The Star of the Show: Instant Pot Carne Asada Recipe
Here it is – the recipe that will transform your weeknight dinners and impress your guests.
Ingredients
- 2 lbs (approx. 900g) flank steak or skirt steak, trimmed of excess hard fat
- For the Marinade:
- 1/2 cup fresh orange juice (from about 1-2 oranges)
- 1/4 cup fresh lime juice (from about 2-3 limes)
- 1/4 cup soy sauce (or tamari/coconut aminos for gluten-free)
- 2 tablespoons olive oil
- 1 tablespoon Worcestershire sauce (optional)
- 4-6 cloves garlic, minced
- 1 tablespoon chili powder
- 1 tablespoon ground cumin
- 1 teaspoon smoked paprika
- 1 teaspoon dried Mexican oregano (or regular oregano)
- 1/2 cup chopped fresh cilantro (stems and leaves)
- 1 jalapeño, minced (optional, seeds removed for less heat)
- 1 teaspoon freshly ground black pepper
- 1/2 teaspoon salt (adjust after cooking, as soy sauce is salty)
- For Searing (Optional, but Recommended):
- 1 tablespoon additional olive oil or avocado oil
Equipment
- Instant Pot (6-quart or 8-quart model)
- Large bowl or resealable plastic bag (for marinating)
- Tongs
- Cutting board
- Sharp knife
Step-by-Step: Crafting Perfect Instant Pot Carne Asada
Follow these steps carefully, and you’ll be rewarded with incredibly flavorful and tender carne asada.
- Prepare the Beef (Optional but Helpful for Marinade Penetration):
- If using flank steak, you might notice a silver skin or tough membrane on one side. If it’s thick, try to trim some of it off.
- Lightly score the steak in a diamond pattern (about 1/8 inch deep) on both sides. This helps the marinade penetrate more deeply and can help prevent curling.
- Slice the steak against the grain into 1 to 1.5-inch wide strips. This is crucial for tenderness. If your flank steak is very wide, you might want to cut it in half lengthwise first, then slice against the grain. For skirt steak, which is thinner and longer, you can cut it into 2-3 large pieces that will fit into your Instant Pot, and then slice against the grain after cooking. However, slicing before marinating and cooking allows for more surface area for flavor absorption.
- Why slice against the grain? Muscle fibers in cuts like flank and skirt steak run in long strands. Slicing against these strands shortens them, making the meat much more tender and easier to chew.
- Whip Up the Marinade:
- In a large bowl (or directly in a large resealable plastic bag), combine all the marinade ingredients: orange juice, lime juice, soy sauce, olive oil, Worcestershire sauce (if using), minced garlic, chili powder, cumin, smoked paprika, oregano, chopped cilantro, minced jalapeño (if using), black pepper, and salt.
- Whisk everything together until well combined. Give it a taste – it should be vibrant and well-seasoned. Remember, the soy sauce is salty, so be cautious with adding extra salt at this stage.

# Dataset records
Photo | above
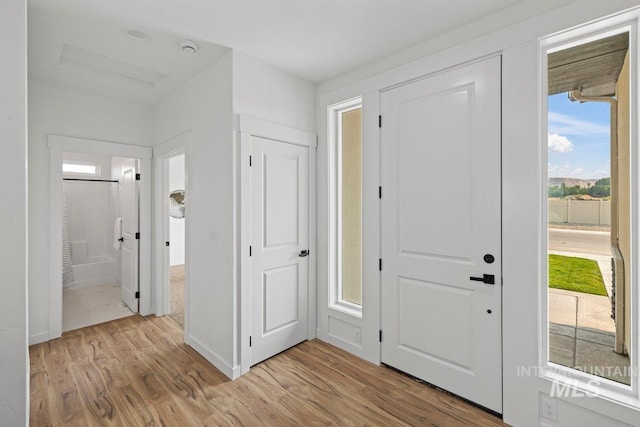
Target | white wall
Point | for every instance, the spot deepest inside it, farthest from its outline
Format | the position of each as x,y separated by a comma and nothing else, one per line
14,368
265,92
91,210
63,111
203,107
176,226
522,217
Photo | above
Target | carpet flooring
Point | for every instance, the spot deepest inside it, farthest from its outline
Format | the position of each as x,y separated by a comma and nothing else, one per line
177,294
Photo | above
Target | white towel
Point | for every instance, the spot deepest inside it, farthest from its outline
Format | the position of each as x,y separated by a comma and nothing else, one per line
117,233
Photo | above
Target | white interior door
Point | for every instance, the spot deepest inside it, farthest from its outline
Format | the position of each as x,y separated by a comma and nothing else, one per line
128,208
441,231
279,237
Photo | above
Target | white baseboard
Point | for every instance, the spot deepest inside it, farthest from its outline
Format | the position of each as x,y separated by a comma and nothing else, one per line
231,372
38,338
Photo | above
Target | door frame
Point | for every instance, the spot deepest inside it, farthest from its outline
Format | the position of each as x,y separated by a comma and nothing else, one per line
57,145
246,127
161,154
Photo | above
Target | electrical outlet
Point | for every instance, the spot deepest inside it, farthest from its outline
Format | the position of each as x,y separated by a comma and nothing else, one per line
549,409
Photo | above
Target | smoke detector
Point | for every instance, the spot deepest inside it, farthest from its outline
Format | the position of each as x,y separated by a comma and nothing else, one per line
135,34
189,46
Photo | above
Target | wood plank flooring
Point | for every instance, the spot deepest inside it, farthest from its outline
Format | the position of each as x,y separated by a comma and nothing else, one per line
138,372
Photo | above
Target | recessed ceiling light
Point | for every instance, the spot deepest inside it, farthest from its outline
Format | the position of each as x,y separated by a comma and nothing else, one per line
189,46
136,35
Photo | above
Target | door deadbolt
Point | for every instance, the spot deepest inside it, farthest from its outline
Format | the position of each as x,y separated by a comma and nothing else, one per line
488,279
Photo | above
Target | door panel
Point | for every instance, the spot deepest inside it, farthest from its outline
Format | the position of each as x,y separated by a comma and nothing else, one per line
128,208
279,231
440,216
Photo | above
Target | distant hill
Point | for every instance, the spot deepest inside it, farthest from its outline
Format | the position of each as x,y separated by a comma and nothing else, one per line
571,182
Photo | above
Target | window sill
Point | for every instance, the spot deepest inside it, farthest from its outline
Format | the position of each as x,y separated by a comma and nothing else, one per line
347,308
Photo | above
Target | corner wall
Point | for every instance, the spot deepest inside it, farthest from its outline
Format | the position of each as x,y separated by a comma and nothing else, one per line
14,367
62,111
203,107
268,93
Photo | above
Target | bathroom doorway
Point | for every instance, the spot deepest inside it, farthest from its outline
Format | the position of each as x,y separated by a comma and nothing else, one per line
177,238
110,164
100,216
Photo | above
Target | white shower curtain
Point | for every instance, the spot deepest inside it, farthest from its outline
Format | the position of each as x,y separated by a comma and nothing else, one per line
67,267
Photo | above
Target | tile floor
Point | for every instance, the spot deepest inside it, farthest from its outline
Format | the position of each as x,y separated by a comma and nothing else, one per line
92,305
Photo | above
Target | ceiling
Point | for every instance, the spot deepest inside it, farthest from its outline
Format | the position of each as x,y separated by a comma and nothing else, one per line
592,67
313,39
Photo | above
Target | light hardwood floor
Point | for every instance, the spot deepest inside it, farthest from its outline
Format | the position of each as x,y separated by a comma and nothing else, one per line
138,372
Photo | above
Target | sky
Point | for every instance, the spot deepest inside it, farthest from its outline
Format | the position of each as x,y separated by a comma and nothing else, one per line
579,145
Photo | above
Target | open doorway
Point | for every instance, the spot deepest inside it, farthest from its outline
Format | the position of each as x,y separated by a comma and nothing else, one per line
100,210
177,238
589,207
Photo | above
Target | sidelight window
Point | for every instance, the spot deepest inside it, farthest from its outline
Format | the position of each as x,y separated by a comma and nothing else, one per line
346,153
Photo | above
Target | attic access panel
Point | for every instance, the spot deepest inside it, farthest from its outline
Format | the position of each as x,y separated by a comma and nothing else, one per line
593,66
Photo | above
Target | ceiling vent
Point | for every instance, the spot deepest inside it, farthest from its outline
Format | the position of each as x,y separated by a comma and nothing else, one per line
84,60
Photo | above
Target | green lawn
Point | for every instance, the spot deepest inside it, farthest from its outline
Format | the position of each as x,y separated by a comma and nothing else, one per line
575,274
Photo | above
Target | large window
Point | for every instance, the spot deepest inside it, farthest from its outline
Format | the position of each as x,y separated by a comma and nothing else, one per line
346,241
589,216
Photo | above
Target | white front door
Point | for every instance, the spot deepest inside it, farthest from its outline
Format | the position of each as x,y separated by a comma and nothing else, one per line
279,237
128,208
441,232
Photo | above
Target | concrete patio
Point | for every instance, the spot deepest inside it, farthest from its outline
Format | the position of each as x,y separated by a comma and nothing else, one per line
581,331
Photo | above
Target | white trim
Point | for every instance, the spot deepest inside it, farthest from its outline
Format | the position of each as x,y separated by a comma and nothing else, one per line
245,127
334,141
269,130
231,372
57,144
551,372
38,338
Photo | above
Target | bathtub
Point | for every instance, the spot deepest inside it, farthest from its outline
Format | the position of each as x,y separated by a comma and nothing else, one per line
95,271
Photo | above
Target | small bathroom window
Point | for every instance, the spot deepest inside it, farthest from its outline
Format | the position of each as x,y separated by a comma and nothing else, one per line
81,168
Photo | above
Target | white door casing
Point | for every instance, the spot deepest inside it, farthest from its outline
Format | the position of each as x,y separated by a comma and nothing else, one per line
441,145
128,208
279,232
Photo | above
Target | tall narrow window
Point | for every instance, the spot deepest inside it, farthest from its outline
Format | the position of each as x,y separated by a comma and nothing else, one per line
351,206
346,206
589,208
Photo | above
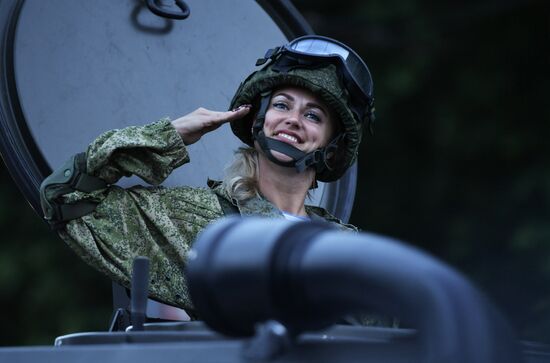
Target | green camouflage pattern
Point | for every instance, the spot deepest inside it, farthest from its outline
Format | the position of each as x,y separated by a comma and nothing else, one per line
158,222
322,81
--
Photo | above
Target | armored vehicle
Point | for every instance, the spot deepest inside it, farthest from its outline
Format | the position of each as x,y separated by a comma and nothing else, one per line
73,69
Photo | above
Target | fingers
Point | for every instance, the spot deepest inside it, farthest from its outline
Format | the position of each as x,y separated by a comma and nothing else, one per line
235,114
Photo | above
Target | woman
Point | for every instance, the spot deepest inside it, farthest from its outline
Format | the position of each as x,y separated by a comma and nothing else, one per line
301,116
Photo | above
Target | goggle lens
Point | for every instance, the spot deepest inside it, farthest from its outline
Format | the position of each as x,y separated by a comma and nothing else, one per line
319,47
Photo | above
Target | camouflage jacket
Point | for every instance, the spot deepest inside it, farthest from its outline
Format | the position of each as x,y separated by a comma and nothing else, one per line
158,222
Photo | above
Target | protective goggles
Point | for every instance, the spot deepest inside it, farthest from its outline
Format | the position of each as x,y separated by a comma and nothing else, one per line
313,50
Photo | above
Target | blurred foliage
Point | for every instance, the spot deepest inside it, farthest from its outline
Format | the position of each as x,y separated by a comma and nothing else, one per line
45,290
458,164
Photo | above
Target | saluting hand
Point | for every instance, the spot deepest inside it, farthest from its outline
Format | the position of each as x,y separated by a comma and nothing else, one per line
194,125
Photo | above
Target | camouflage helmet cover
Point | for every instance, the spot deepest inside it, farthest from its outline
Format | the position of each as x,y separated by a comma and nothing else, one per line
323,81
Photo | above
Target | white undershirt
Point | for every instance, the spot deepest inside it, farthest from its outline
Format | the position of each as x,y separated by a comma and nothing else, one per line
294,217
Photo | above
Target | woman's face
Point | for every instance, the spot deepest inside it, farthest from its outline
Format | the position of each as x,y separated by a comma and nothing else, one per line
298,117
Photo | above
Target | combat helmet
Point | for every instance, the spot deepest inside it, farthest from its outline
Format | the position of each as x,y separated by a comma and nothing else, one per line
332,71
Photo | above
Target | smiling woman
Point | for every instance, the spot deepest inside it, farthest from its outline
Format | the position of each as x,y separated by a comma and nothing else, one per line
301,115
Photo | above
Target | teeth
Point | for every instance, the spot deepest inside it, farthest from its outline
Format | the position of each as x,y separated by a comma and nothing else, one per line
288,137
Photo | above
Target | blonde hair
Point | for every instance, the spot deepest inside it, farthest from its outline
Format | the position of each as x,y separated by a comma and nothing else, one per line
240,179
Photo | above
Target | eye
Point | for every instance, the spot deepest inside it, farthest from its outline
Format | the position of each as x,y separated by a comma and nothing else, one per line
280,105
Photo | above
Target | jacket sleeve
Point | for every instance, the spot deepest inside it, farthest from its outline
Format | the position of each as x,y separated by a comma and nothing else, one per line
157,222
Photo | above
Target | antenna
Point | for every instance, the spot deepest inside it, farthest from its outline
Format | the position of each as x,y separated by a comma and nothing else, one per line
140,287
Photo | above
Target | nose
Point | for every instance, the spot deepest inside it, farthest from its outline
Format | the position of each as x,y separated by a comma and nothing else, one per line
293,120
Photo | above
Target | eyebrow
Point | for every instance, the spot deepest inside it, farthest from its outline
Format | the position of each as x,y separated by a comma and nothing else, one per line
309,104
---
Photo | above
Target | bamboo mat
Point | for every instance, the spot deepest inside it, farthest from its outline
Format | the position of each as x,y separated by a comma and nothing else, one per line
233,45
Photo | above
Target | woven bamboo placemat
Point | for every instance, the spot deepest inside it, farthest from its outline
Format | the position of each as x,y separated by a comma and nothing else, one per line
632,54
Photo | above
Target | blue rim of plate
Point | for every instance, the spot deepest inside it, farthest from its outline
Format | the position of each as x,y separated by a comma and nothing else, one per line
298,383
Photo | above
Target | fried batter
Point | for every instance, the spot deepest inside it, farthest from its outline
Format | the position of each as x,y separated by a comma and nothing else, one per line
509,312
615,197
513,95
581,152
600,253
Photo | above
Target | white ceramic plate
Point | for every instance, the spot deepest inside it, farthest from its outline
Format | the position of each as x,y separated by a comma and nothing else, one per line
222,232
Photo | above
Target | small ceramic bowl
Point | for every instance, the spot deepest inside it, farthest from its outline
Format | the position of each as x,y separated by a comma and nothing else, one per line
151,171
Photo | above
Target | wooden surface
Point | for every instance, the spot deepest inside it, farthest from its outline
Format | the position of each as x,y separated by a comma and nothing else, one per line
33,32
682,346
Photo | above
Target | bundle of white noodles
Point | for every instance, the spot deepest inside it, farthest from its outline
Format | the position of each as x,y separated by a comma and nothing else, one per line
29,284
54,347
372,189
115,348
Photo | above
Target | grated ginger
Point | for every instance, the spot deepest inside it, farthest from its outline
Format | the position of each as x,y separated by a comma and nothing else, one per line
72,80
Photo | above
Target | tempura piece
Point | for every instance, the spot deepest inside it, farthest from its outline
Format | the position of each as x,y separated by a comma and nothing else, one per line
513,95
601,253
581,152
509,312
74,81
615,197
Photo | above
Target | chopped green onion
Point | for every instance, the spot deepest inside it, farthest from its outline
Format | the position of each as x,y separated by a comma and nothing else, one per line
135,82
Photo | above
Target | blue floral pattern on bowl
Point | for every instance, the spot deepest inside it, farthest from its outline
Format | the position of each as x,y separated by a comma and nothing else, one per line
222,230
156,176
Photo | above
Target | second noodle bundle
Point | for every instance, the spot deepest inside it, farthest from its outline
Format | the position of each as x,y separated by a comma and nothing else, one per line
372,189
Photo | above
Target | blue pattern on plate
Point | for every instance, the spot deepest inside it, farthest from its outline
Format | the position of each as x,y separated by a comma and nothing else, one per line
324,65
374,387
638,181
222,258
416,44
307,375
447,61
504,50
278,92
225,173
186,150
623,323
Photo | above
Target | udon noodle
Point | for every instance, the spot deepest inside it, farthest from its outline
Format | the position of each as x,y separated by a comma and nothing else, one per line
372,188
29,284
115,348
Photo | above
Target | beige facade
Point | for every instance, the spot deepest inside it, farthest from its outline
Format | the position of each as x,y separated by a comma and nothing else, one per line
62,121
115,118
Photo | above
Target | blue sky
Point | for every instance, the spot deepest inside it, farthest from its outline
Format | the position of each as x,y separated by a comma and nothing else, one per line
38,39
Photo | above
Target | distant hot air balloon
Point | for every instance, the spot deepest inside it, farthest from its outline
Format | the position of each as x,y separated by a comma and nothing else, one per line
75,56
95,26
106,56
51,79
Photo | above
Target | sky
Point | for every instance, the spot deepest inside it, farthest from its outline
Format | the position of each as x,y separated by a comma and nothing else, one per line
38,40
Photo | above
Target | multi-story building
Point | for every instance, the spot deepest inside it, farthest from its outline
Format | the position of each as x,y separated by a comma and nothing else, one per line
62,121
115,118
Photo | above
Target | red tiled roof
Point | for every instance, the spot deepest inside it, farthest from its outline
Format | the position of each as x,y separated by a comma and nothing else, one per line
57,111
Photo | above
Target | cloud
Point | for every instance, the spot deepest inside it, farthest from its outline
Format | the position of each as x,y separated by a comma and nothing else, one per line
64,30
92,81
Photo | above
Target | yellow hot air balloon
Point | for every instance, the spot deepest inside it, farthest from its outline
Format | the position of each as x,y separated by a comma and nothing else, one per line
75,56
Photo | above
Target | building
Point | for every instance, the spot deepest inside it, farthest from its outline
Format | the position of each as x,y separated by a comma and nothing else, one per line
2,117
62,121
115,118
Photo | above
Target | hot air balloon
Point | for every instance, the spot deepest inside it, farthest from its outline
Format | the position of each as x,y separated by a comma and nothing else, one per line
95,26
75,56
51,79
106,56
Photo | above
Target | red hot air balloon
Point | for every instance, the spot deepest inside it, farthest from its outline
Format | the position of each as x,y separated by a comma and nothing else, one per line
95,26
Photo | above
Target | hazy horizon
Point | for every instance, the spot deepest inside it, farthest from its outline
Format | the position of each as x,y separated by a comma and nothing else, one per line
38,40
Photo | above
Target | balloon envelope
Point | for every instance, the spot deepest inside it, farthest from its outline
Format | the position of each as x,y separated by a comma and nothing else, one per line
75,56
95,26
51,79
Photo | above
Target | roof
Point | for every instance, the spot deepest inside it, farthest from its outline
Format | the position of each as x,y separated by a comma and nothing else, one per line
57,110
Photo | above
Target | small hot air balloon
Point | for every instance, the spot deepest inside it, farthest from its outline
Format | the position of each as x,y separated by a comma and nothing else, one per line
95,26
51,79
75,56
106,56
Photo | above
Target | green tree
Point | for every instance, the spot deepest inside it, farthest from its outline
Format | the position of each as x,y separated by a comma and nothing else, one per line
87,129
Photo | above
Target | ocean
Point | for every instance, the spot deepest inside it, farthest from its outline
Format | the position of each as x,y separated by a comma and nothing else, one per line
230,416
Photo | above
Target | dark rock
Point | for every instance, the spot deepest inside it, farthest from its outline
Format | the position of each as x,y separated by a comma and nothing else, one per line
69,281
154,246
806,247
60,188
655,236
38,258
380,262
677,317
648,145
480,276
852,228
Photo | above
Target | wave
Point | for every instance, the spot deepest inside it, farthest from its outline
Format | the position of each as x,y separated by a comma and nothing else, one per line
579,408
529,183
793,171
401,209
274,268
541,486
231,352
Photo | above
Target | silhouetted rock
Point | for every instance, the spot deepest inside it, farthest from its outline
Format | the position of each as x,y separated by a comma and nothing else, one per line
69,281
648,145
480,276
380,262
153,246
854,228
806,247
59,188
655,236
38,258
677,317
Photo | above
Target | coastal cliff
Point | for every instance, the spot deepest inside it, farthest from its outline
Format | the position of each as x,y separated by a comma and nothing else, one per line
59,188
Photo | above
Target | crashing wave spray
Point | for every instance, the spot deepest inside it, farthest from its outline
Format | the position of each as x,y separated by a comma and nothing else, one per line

# What the exercise asks
Reproduce the carne asada recipe word for word, from "- 2 tablespoons" up to and including "sauce is salty)".

# Exercise solution
- 2 tablespoons olive oil
- 1 tablespoon Worcestershire sauce (optional)
- 4-6 cloves garlic, minced
- 1 tablespoon chili powder
- 1 tablespoon ground cumin
- 1 teaspoon smoked paprika
- 1 teaspoon dried Mexican oregano (or regular oregano)
- 1/2 cup chopped fresh cilantro (stems and leaves)
- 1 jalapeño, minced (optional, seeds removed for less heat)
- 1 teaspoon freshly ground black pepper
- 1/2 teaspoon salt (adjust after cooking, as soy sauce is salty)